Material for this task |
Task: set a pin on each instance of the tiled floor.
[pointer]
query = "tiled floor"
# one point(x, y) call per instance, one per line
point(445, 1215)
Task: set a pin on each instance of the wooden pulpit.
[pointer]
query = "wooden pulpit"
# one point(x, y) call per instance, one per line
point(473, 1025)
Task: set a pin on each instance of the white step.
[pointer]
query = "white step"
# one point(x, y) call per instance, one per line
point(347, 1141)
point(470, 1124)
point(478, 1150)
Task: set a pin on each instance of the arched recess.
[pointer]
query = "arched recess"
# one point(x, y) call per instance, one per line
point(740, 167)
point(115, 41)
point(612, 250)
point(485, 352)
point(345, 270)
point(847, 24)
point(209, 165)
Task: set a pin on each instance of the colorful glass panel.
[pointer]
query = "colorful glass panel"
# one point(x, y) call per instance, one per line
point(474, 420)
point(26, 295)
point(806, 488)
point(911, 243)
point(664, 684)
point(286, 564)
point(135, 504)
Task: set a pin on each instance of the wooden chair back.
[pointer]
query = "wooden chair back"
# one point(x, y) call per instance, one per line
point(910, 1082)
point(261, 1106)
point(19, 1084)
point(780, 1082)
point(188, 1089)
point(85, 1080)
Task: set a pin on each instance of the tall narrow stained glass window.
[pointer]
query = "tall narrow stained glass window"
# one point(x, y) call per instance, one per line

Short exercise | Please reproduce all of the data above, line for line and without any changes.

Correct result |
Task: set a pin on each instance of the tiled floor.
[pointer]
query = "tiled floor"
# one point(x, y) call per instance, one per line
point(445, 1215)
Task: set a pin on each instance of the wooden pulpit.
[pointer]
query = "wooden pulpit"
# one point(x, y) call per instance, one per line
point(473, 1025)
Task: set a pin on each instance of the white step.
[pointer]
query = "white step"
# one point(x, y) call per instance, one per line
point(347, 1141)
point(470, 1124)
point(478, 1150)
Task: set a pin on each instance of the arched recess.
[pointer]
query = "arched recess"
# one point(x, y) call per instance, one per line
point(740, 167)
point(115, 41)
point(612, 250)
point(485, 352)
point(345, 270)
point(847, 24)
point(209, 165)
Task: set a pin on each instance of the colorful glass panel.
[pointer]
query = "colorful glass panel"
# one point(x, y) call per instance, one per line
point(474, 420)
point(26, 295)
point(806, 488)
point(911, 243)
point(664, 684)
point(286, 564)
point(135, 504)
Task: set a pin on each instance of the wooden chair back.
[pointer]
query = "wooden chair back"
# one point(x, y) call per instance, one per line
point(910, 1082)
point(261, 1106)
point(19, 1084)
point(780, 1082)
point(188, 1089)
point(85, 1080)
Task: set a pin on each instance of the tall narrow stained glass window.
[pointer]
query = "tall narrow stained glass window"
# one point(x, y) call per instance, one per line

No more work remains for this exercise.